> _Work to complete_:
Would you please write out the records below exactly as they appear?

Data excerpts:
──────────────────────────────

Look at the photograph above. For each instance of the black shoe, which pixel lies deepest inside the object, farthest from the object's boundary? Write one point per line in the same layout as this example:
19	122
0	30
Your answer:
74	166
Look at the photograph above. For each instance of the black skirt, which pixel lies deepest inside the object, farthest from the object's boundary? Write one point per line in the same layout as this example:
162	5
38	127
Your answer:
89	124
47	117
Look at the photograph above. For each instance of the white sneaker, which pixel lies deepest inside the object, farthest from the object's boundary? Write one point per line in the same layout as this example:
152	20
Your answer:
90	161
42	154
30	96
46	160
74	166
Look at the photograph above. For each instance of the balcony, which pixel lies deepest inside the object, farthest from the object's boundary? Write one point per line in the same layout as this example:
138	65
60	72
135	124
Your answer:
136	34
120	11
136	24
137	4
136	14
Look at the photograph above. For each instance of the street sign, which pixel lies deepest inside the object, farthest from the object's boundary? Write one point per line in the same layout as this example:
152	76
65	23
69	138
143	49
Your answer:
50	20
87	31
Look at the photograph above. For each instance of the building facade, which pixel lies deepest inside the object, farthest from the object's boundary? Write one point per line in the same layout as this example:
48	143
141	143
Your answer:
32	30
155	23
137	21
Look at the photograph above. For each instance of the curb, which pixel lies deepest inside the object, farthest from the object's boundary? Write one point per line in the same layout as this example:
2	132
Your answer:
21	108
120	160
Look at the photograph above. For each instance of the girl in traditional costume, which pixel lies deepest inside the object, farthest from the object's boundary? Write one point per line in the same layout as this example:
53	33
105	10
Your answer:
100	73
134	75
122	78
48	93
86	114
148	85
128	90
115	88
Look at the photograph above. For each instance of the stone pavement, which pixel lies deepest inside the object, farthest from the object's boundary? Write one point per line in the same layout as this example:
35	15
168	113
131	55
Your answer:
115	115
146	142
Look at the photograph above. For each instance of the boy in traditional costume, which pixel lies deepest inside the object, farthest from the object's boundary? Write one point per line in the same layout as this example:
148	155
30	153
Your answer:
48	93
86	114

──────────────────────────────

> _Solution for this exercise_:
Look at the photograph above. For each instance of the black shoe, which pixel lies deepest inside the object, farthest from the object's boundary? Write one point per line in the same layout as this example:
19	122
0	30
Your answer:
74	166
Look at the photograph above. For each instance of the black skirt, which pixel lies deepest inside the object, farthest from the object's boundary? Write one point per line in the same layout as this example:
162	5
38	127
Your answer:
89	124
47	117
Look at the photograph above. For each instance of the white sneaker, which pixel lies deepest inside the object, farthest from the object's boundary? Write one point per line in the same layout as this example:
152	20
Your answer:
90	161
42	154
30	96
46	160
74	166
Look at the photograph above. For each instance of the balcony, which pixel lies deepest inside the object, farthest from the object's boundary? Write one point per line in the same layout as this example:
138	65
60	72
135	124
Your answer:
136	34
120	11
136	24
137	4
136	14
Look at the photograph above. For each instance of the street sign, which pixel lies deepest inside the object, farthest from the object's boundary? Write one point per line in the same layout as this example:
152	76
65	23
69	138
143	49
Your answer:
50	20
87	31
Look at the photograph above. For each instance of the building facade, which pixel lies deepest inside the object, farthest from the object's boundary? Write one point per line in the same layout as this example:
48	143
141	143
Your answer:
32	30
155	23
137	21
Look at the photograph above. For each instance of the curb, which pixel lies deepest inside the object, farthest from the object's boundary? Write one point per line in the same layout as this example:
2	132
Your answer:
21	108
120	160
Look at the photograph above. For each instance of the girl in traditional costume, which pixel lies deepest inside the object, farthest from the object's boundary? Write one point per line in the same layout as this example:
53	33
105	10
Your answer:
100	73
134	75
122	78
48	93
86	114
148	85
128	90
115	88
Look at the photograph above. For each instance of the stone pavement, which pixel lies deepest inside the object, farthest from the object's boundary? Write one point per line in the same layout as this example:
35	15
168	113
131	55
Your answer:
115	115
146	142
Look at the photograph above. For each instance of the boy in traditional costume, which pixel lies deepest inside the object, farthest from the object's boundary? Write one point per line in the same layout as this example:
148	155
30	153
Your answer:
48	93
86	114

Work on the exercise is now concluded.